## What the task asks
Give back exactly the lines spanning from the one containing "Note: mark the belt" to the final line of the records below, and no others.

## Input for this task
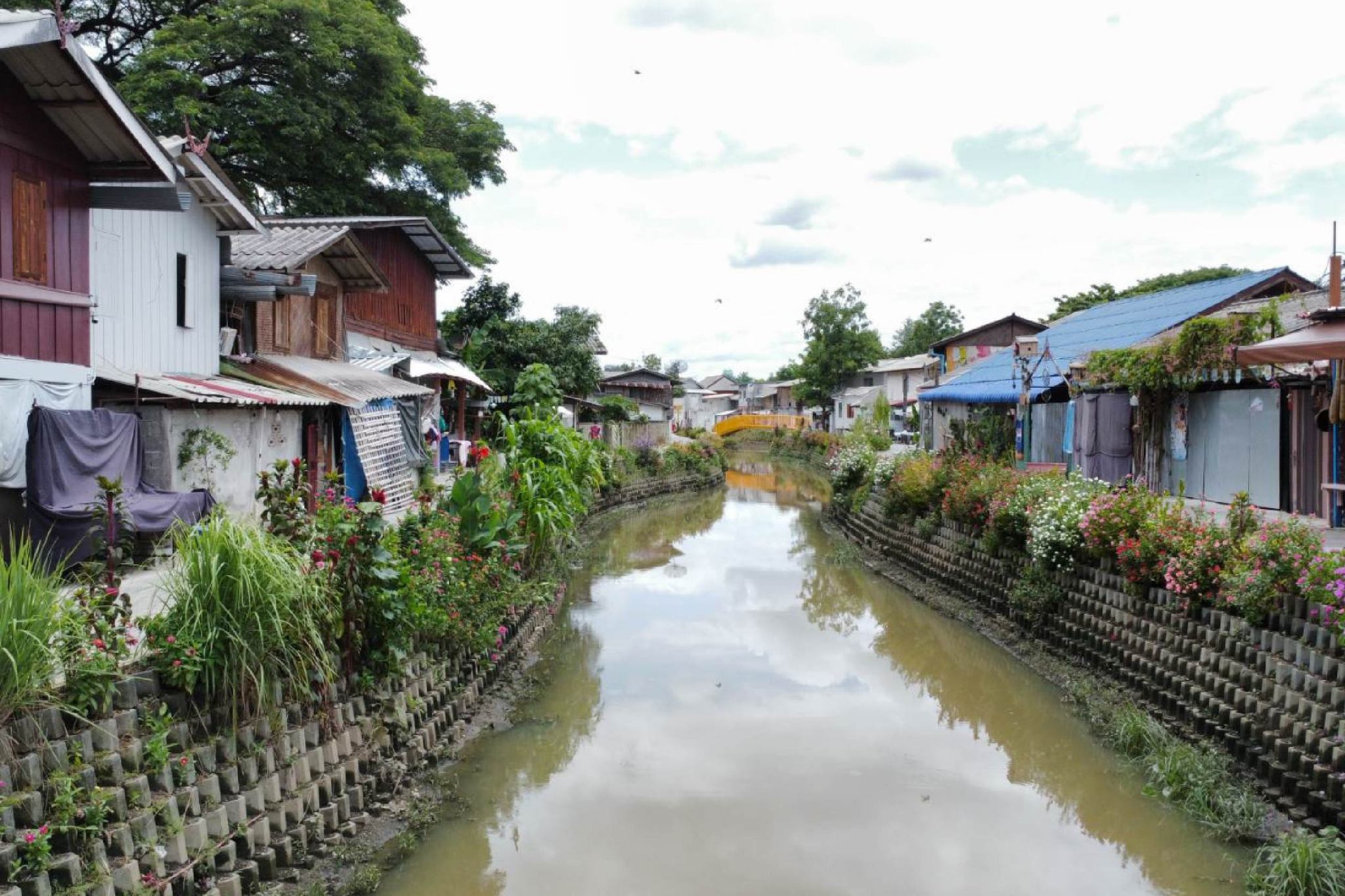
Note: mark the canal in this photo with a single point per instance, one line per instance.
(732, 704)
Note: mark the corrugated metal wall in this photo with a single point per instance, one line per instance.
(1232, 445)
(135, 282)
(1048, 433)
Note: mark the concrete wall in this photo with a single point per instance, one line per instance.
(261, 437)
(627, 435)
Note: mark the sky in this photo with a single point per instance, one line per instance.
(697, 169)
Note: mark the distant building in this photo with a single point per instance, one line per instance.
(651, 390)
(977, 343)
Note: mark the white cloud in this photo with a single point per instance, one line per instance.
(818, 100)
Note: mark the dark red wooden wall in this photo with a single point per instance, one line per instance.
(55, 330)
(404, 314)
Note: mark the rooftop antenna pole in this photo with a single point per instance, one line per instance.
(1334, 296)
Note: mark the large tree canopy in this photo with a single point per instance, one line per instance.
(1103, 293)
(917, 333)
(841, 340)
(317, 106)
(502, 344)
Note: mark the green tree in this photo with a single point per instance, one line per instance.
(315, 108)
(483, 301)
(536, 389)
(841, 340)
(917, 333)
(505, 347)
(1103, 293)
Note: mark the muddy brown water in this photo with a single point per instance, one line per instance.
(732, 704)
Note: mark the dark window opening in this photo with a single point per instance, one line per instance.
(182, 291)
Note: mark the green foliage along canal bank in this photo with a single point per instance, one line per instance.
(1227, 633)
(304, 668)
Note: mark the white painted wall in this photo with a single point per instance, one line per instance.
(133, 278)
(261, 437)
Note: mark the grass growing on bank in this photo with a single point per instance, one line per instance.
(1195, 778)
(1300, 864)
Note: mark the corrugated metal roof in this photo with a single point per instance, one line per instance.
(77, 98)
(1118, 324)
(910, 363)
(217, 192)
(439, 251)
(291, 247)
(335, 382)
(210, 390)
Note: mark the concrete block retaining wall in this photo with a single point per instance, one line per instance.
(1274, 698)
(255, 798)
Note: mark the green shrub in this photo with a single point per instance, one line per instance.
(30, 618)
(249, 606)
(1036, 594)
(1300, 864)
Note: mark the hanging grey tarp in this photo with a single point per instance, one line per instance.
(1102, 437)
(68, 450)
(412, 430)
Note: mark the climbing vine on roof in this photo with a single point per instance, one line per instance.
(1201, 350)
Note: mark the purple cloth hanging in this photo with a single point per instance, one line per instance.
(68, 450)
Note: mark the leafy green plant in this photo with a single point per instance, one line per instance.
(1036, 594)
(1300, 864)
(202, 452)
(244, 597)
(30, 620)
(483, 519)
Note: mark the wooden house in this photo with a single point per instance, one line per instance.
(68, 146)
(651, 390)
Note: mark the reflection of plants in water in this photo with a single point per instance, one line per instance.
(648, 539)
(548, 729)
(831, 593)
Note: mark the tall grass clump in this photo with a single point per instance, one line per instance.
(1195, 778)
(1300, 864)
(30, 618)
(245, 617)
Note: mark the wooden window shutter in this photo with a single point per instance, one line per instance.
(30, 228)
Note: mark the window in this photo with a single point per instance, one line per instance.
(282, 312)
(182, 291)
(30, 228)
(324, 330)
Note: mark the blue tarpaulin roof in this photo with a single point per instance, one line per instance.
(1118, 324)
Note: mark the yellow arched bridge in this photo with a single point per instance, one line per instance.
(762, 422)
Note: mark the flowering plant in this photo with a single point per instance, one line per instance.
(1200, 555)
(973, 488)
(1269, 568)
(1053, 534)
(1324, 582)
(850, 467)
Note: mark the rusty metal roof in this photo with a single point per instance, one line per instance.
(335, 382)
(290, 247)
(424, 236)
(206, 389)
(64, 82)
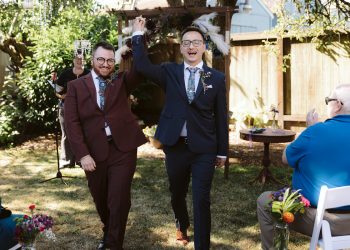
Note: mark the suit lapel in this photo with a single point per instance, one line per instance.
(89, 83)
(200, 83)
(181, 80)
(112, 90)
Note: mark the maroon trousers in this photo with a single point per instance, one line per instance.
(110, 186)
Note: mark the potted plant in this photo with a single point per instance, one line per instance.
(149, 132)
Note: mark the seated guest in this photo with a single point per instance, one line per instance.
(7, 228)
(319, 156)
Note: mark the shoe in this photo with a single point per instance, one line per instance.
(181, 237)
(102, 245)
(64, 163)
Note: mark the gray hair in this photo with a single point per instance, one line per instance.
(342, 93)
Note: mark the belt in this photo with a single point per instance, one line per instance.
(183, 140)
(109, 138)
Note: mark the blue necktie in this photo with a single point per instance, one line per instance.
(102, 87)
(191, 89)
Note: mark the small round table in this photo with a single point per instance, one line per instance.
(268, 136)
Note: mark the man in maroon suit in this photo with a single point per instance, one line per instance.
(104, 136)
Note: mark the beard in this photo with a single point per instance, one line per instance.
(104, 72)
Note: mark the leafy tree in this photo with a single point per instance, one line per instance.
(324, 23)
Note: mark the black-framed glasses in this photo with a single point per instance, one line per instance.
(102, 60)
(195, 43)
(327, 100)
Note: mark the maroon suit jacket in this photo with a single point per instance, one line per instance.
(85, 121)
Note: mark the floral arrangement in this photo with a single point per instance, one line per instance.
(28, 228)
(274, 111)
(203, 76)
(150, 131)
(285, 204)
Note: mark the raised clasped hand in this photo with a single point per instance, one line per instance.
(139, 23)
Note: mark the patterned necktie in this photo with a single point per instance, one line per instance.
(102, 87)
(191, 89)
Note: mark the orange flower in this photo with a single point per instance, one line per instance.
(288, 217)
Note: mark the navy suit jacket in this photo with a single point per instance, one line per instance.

## Written answer
Note: mark the belt in this photo with a single point per instance, one line per instance.
(183, 140)
(109, 138)
Note: mark the blue necktie in this photo with a single point per instance, one line per instance.
(102, 87)
(191, 89)
Note: mark the small round table in this photo with a single point per instance, one line per instance.
(268, 136)
Note: mark the man in maroon suit in this photo with a single point per instance, one line per instance.
(104, 136)
Note: mark the beard in this photo with a single point per instance, one line per instance.
(104, 72)
Note: mark the leafy tree in this photo with a single point per instance, one line per instance.
(324, 23)
Note: mark the black-framed glasses in this photo with a single point per instance, one line per instance.
(102, 60)
(195, 43)
(327, 100)
Note: mark the maroon suit jacket in this photo with a single point per instance, one line per instance.
(85, 121)
Note: mark the floral arrangement in this photo with a single point per instance, one line per instance.
(28, 228)
(274, 111)
(203, 76)
(150, 131)
(285, 204)
Note: mark the raised clasped hand in this photo with a single point per instance, one line per instance.
(139, 23)
Note: mark the patterned necktie in this photo with a single point per instance, one line per instance.
(102, 87)
(191, 89)
Note: mark the orange flower in this photo with a single point per instance, one line per instance.
(288, 217)
Note: mark the navy suit jacket in this photo with a single point per instance, one line per instance.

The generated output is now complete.